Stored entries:
----
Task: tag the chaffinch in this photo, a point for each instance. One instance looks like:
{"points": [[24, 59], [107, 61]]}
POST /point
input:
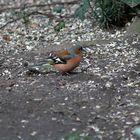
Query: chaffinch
{"points": [[64, 60]]}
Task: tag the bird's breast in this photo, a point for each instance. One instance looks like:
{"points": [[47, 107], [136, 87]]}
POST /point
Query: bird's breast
{"points": [[70, 65]]}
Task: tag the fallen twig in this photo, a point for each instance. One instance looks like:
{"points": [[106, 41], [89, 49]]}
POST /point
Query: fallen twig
{"points": [[38, 5]]}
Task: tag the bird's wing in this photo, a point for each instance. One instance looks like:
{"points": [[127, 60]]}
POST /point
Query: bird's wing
{"points": [[64, 55]]}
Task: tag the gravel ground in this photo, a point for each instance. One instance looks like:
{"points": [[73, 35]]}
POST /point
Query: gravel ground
{"points": [[101, 99]]}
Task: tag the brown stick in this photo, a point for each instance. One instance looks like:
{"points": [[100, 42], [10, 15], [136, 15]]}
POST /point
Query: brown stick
{"points": [[38, 5], [49, 15]]}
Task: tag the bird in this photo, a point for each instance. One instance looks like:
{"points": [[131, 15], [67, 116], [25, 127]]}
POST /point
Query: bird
{"points": [[64, 61]]}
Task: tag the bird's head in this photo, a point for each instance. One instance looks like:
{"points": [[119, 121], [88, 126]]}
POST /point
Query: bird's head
{"points": [[78, 49]]}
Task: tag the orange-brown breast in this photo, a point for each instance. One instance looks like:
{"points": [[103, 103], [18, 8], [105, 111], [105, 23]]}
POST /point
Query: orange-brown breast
{"points": [[61, 54], [70, 65]]}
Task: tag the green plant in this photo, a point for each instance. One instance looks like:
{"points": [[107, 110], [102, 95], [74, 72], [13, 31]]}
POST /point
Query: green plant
{"points": [[108, 13], [82, 9], [132, 3], [59, 26]]}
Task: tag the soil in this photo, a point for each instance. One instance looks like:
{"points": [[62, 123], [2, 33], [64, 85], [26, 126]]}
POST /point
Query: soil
{"points": [[91, 101]]}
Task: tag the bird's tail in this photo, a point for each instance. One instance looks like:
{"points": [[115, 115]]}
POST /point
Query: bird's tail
{"points": [[44, 65]]}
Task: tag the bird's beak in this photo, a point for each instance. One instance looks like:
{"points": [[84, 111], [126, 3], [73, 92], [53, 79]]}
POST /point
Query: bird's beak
{"points": [[85, 50]]}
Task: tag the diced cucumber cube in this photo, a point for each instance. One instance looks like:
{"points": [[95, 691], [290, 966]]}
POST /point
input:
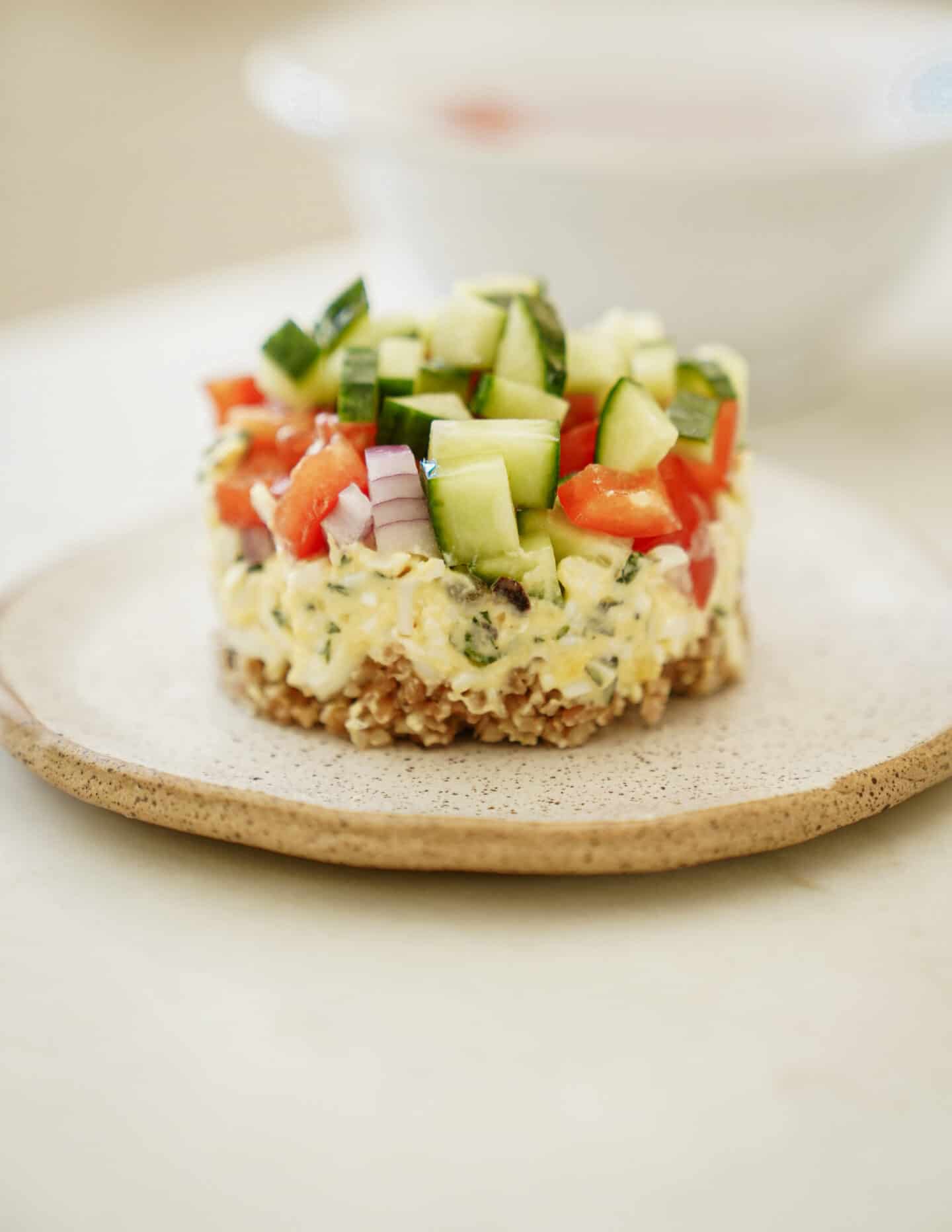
----
**Objective**:
Show each line in the rows above that contains the word "gravel".

**Reply to the exercise**:
Task: tag the gravel ground in this photo, a point for each instance. One instance looks like:
Query: gravel ground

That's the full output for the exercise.